▸ SOURCE DOCUMENT:

________________________

3. As required by the Companies (Auditors Report) Order, 2003
("CARO") issued by the Central Government of India in terms of Section
227(4A) of the Companies Act, 1956, we enclose in the Annexure a
statement on the matters specified in paragraphs 4 and 5 of the said
Order.
4. Further to our comments in the Annexure referred to in paragraph 3
above, we report as follows:
(a) we have obtained all the information and explanations which to the
best of our knowledge and belief were necessary for the purposes of our
audit;
(b) in our opinion, proper books of account as required by law have
been kept by the Company so far as it appears from our examination of
those books;
(c) the Balance Sheet, the Profit and Loss Account and the Cash Flow
Statement dealt with by this report are in agreement with the books of
account;
(d) in our opinion, the Balance Sheet, the Profit and Loss Account and
the Cash Flow Statement dealt with by this report are in compliance
with the Accounting Standards referred to in Section 211(3C) of the
Companies Act, 1956;
(e) in our opinion and to the best of our information and according to
the explanations given to us, the said accounts give the information
required by the Companies Act, 1956, in the manner so required and give
a true and fair view in conformity with the accounting principles
generally accepted in India:
(i) in the case of the Balance Sheet, of the state of affairs of the
Company as at March 31, 2011;
(ii) in the case of the Profit and Loss Account, of the profit of the
Company for the year ended on that date; and
(iii) in the case of the Cash Flow Statement, of the cash flows of the
Company for the year ended on that date.

________________________

▸ EXERCISE INSTRUCTIONS:
Write the next part of the auditors' report above, beginning right after its final clause on the Cash Flow Statement.

________________________

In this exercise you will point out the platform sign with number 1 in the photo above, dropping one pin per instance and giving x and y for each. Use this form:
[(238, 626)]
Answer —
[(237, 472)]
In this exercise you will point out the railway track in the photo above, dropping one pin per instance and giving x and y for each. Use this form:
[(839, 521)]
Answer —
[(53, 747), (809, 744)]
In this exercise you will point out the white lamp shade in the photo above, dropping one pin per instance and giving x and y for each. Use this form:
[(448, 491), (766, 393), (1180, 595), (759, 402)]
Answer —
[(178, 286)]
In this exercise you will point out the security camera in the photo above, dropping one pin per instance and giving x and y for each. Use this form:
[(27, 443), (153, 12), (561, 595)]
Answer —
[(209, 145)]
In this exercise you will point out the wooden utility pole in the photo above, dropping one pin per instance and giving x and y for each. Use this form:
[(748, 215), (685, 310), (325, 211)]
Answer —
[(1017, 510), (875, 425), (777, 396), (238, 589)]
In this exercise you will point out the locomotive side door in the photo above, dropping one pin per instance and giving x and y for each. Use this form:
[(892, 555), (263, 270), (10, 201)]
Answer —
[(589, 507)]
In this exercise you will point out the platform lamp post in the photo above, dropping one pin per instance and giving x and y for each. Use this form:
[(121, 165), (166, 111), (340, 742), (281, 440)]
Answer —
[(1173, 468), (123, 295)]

________________________

▸ OUTPUT OF THE TASK:
5. On the basis of the written representations received from the
Directors, taken on record by the Board of Directors, none of the
Directors is disqualified as on March 31, 2011 from being appointed as
a director in terms of Section 274(1)(g) of the Companies Act, 1956.
ANNEXURE TO THE AUDITORS REPORT (Referred to in paragraph 3 of our
report of even date)
1. Having regard to the nature of the Companys business / activities
/ result for the year, clause (xiii) of paragraph 4 of CARO is not
applicable to the Company.
2. In respect of its fixed assets:
(a) The Company has maintained proper records showing full particulars,
including quantitative details and situation of fixed assets.
(b) The fixed assets were physically verified during the year by the
Management in accordance with a regular programme of verification
which, in our opinion, provides for physical verification of the fixed
assets at reasonable intervals. According to the information and
explanation given to us, no material discrepancies were noticed on such
verification.
(c) The fixed assets disposed off during the year, in our opinion, do
not constitute a substantial part of the fixed assets of the Company.
3. In respect of its inventory:
(a) As explained to us, the inventories were physically verified during
the year by the Management at reasonable intervals.
(b) In our opinion and according to the information and explanation
given to us, the procedures of physical verification of inventories
followed by the Management were reasonable and adequate in relation to
the size of the Company and the nature of its business.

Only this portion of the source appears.